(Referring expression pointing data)
☆ ☆ ☆ ☆ ☆ ☆ ☆
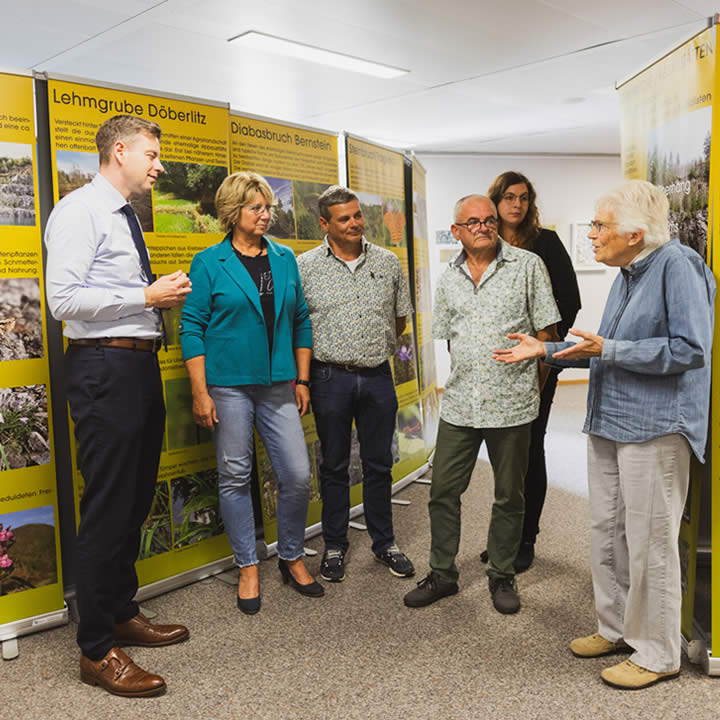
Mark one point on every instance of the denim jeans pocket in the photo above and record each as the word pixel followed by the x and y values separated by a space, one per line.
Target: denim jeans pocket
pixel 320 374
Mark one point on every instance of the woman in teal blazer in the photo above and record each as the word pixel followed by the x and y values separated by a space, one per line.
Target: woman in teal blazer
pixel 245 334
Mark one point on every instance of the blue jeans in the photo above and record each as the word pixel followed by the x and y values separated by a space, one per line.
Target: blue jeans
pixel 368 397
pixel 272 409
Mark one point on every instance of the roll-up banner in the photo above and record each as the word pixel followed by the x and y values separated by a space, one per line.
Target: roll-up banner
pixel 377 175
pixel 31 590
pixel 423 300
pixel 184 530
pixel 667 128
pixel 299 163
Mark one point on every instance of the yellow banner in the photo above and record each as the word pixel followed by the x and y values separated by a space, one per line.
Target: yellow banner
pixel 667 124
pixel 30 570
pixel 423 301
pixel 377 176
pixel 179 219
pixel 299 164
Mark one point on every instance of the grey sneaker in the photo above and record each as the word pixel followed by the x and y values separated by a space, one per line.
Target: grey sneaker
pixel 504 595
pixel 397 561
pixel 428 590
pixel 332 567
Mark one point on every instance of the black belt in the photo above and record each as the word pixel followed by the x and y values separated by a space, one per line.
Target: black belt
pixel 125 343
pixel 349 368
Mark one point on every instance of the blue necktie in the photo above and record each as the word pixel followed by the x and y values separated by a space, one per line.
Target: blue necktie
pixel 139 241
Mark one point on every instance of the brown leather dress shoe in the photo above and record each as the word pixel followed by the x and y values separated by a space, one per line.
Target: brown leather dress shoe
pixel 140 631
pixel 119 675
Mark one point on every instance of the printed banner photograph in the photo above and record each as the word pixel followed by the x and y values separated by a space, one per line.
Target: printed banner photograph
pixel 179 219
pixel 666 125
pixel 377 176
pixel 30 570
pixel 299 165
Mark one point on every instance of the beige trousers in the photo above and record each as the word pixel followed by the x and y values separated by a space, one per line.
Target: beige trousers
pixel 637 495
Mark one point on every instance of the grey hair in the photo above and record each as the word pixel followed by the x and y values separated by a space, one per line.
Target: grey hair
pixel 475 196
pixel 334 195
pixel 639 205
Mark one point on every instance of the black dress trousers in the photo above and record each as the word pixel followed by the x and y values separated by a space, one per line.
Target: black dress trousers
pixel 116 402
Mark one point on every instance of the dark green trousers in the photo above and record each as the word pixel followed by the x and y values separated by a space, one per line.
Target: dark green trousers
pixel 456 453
☆ ☆ ☆ ☆ ☆ ☆ ☆
* _Your task_: Exactly as written, restate all of the data, leaving out the images.

* _Answer for the task_:
Mark one point on every instance of the denim jeans pocket in the photo above and record each as the word pixel followed by the x and y values separated by a space, one per line.
Target: denim jeans pocket
pixel 320 374
Mark one point on every instance of the woman in teal blazer in the photo above and record each as the word pixel followed by the x and y values separated by a space, one per line.
Target: woman in teal blazer
pixel 245 334
Mark one point on every instance of the blue jeans in the photo above and record each as the word pixel followed by the x and y values separated by a space, one per line.
Target: blue jeans
pixel 368 397
pixel 272 409
Mark one point on every instance of the roll-up banner in the photo above and record each as the word pixel followed by the x and y values separated by a space, one per line.
Target: roll-up banner
pixel 377 175
pixel 31 590
pixel 423 300
pixel 184 530
pixel 667 128
pixel 299 163
Mark one point on every instance of the yellow banner in the photo above and record each as the word pixel followed by the x and y values separated by a space, one per line.
Target: yellow banner
pixel 667 124
pixel 30 570
pixel 423 301
pixel 377 176
pixel 179 219
pixel 299 164
Mark one point on every instance of the grey sneaker in the photo above and record each as the word pixel followed by the x and y values separated by a space, one per line.
Target: grey sneaker
pixel 504 595
pixel 397 561
pixel 428 590
pixel 332 567
Mark one point on every instance of the black belt in the photo above and record each as the word pixel followed by the x and y values separated by a space, one per line.
Target: black belt
pixel 125 343
pixel 349 368
Mark one point on every instance of the blue necktie in the photo above and record each as the word pixel followed by the x and y values separated by a space, one per line.
Target: blue necktie
pixel 139 241
Mark one point on every instance of the brown leather dress shoe in the photo above and record each as the word pixel followed by the x and y values separated by a space, one per line.
Target: brown leather dress shoe
pixel 140 631
pixel 119 675
Mark one point on every instance of the printed banner photograph in the photo above and record each as the word pixel followed by the x and y values separated by a space, one per line.
Target: printed banner photograph
pixel 179 219
pixel 666 125
pixel 377 176
pixel 30 570
pixel 299 165
Mark one point on every instance of the beige trousers in the photo above and record each as the word pixel followed by the x and y values separated by a space, one per line.
Target: beige trousers
pixel 637 495
Mark one point on every instance of the grey hair in the photo above and record each as the word pixel followed by the x and y values separated by a space, one per line.
Target: grey hair
pixel 475 196
pixel 334 195
pixel 639 205
Mark one point on every instance of the black dress trousers in the photo above and record each as the word pixel followed by the x and y values separated by a space, one per line.
Target: black dress trousers
pixel 116 402
Mark one point on every instance of the dark green trousers in the photo above and record each as the word pixel followed by the x and y values separated by a space, one per line.
Target: dark green trousers
pixel 456 453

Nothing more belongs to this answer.